Source ->

^^^^^^^^

Title
Weekly News April 7, 2008Description
The Chalfants of Kennett Square: Like the Chalfants of Atglen and Lenover, some of whom built the Chalfant automobile before 1910, the Kennett Chalfants did not pronounce or spell their surname “Chalfonte”. It was pronounced more like “Chalfint”. Harry W. Chalfant was president of the National Bank of Kennett Square before it was merged with the Kennett Trust Company in 1929, and was my father’s mentor in the banking business. His office was in a small partitioned room alongside the front door of “the bank” at State and Broad Streets, and here he stayed after the merger, although he was basically retired.
Mrs. Chalfant was the former Mary Leonard who grew up on a farm just south of Unionville. She was a tiny lady who never weighed more than 85 pounds. They had one daughter, Sara, who married Lawrence A. Bowers about 1920. When he died a few years later, Sara moved back home. The Chalfant house was on East Linden Street where a modest brick home and a nice carriage house were the only structures between North Broad and North Union Streets. Harry Chalfant had a bachelor brother John who had a home on North Union, and a sister Jennie, a spinster who lived in a Victorian house with lots of “gingerbread”, also on North Union Street. Harry had a 1931 Packard Model 826, Standard Eight 5-passenger sedan with sidemounts, which he drove himself a few miles each year. My father said he “rode the clutch”, which contributed to clutch lining replacement frequently; otherwise the car remained like new. In 1931 when I was seven, we were invited to the Chalfant home for Saturday evening dinner. My mother dressed me in my new suit and told me to be on my best behavior. I took it seriously and I remember it as a festive occasion that I never forgot.

^^^^^^^^

Information given ->

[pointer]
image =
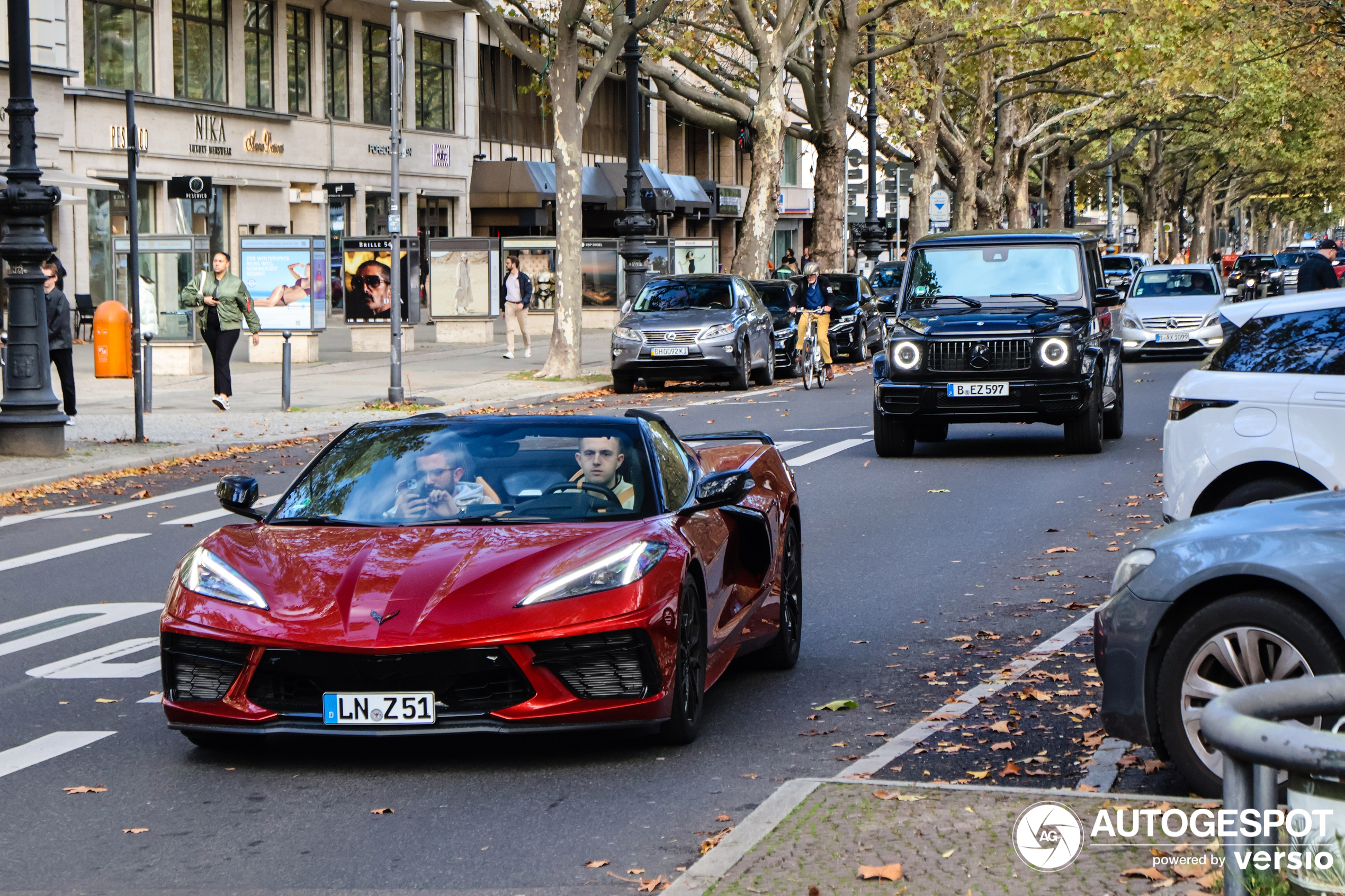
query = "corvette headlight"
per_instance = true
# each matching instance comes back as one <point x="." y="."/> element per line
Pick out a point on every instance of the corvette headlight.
<point x="626" y="566"/>
<point x="1130" y="566"/>
<point x="718" y="331"/>
<point x="206" y="574"/>
<point x="1055" y="352"/>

^^^^^^^^

What you will do ->
According to the news piece about the Chalfants of Kennett Square, why did Harry Chalfant's Packard need new clutch linings so often? Answer in one to three sentences.

Task response ->
Harry Chalfant "rode the clutch" when he drove, which led to frequent replacement of the clutch lining. Apart from that, the car stayed like new.